* Passage shown:
****
The legal dancing is over (at least until the appeal). Section 230 immunity can't be avoided just by trying to turn the algorithmic sorting of user-generated content into some sort of product design flaw. The federal court handling the lawsuit has tossed the suit, citing the very law the plaintiff wanted to keep out of the discussion. (via Law and Crime)
From the decision [PDF]:
Section 230 provides immunity when: (1) the defendant is an interactive computer service provider; (2) the plaintiff seeks to treat the defendant as a publisher or speaker of information; and (3) that information is provided by another content provider. 47 U.S.C. 230(c)(1). Here, the Parties agree that Defendants are interactive computer service providers, and that the Blackout Challenge videos came from another information content provider" (third-party users). They dispute only whether Anderson, by her design defect and failure to warn claims, impermissibly seeks to treat Defendants as the publishers" of those videos. It is evident from the face of Anderson's Complaint that she does.
In addition to that, Anderson wanted TikTok to be treated as a certain kind of publisher, the kind that creates content and publishes it. But there are zero facts to back that claim. Hence the shift of focus to defective design and consumer safety torts under the rationale that it's TikTok's recommendation algorithm that's deliberately and dangerously broken. It doesn't work. TikTok is indeed a publisher, but a publisher of user-created content, which is definitely covered by Section 230. [Emphasis in the original.]
Anderson bases her allegations entirely on Defendants' presentation of dangerous and deadly videos" created by third parties and uploaded by TikTok users. She thus alleges that TikTok and its algorithm recommend inappropriate, dangerous, and deadly videos to users"; are designed to addict users and manipulate them into participating in dangerous and deadly challenges"; are not equipped, programmed with, or developed with the necessary safeguards required to prevent circulation of dangerous and deadly videos"; and [f]ail[] to warn users of the risks associated with dangerous and deadly videos and challenges." (Compl. 107, 127 (emphasis added).) Anderson thus premises her claims on the defective" manner in which Defendants published a third party's dangerous content.
****
* Provided material:
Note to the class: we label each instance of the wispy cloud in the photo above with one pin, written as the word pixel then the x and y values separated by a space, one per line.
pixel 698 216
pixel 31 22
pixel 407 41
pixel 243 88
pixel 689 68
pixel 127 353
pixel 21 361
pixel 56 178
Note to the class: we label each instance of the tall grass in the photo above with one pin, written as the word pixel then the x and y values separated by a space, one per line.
****
* Explore the material:
1. Answer these questions about the Section 230 ruling text.
(a) What did the federal court do with the lawsuit?
(b) What do the parties agree the defendants are?
(c) TikTok is a publisher of what kind of content?
2. Retype, word for word, the part of the Section 230 ruling text that opens with the words containing "From the decision" and closes with "that she does.".
Answer using only the text about the Section 230 ruling.

* Task-by-task results:
1.
(a) It tossed the suit, citing Section 230, the law the plaintiff wanted to keep out of the discussion.
(b) Interactive computer service providers.
(c) User-created content.

2.
From the decision [PDF]:
Section 230 provides immunity when: (1) the defendant is an interactive computer service provider; (2) the plaintiff seeks to treat the defendant as a publisher or speaker of information; and (3) that information is provided by another content provider. 47 U.S.C. 230(c)(1). Here, the Parties agree that Defendants are interactive computer service providers, and that the Blackout Challenge videos came from another information content provider" (third-party users). They dispute only whether Anderson, by her design defect and failure to warn claims, impermissibly seeks to treat Defendants as the publishers" of those videos. It is evident from the face of Anderson's Complaint that she does.